_Descripción de la tarea:_ Selecciona en el listado siguiente cada línea que contenga la palabra "window" y cópiala. Se distinguen mayúsculas y minúsculas.

_Materiales proporcionados:_
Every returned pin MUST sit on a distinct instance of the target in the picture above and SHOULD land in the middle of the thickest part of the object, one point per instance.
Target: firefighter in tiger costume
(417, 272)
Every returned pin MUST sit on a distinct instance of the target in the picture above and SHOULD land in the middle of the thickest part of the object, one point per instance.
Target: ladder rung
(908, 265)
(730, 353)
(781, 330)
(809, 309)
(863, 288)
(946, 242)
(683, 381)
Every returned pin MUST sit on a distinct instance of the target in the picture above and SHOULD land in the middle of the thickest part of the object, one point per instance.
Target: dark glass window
==
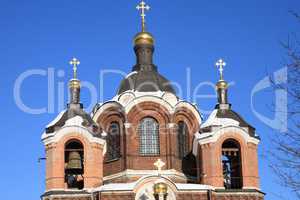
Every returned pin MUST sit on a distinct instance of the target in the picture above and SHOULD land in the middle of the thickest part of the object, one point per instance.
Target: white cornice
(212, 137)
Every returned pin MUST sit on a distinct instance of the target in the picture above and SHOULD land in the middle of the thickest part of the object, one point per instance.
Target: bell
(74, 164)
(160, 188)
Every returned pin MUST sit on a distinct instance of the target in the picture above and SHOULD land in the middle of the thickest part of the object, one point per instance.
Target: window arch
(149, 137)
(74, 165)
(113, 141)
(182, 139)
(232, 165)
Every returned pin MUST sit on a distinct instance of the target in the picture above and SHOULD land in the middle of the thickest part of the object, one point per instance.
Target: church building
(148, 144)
...
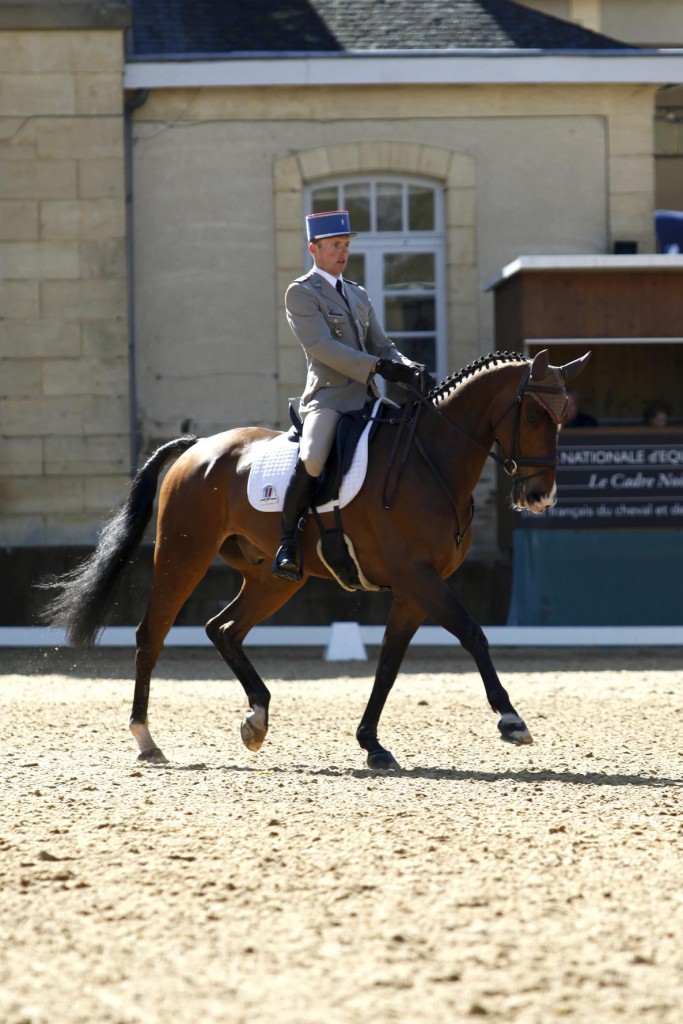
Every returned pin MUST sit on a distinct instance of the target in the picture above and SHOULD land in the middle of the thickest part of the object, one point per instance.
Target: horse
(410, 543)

_Ejercicio resuelto:_
Target: dark glass window
Target: window arch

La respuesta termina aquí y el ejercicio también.